• [INSTRUCTIONS TO FOLLOW]: Revise the rows below by replacing "every instance" with "each occurrence" wherever it occurs. Leave everything else unchanged.

[Records from a collection]
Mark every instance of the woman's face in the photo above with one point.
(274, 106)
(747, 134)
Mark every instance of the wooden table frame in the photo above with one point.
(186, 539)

• [REPLY]:
Mark each occurrence of the woman's face in the photo above with one point.
(274, 106)
(747, 134)
Mark each occurrence of the wooden table frame in the photo above with one point.
(186, 539)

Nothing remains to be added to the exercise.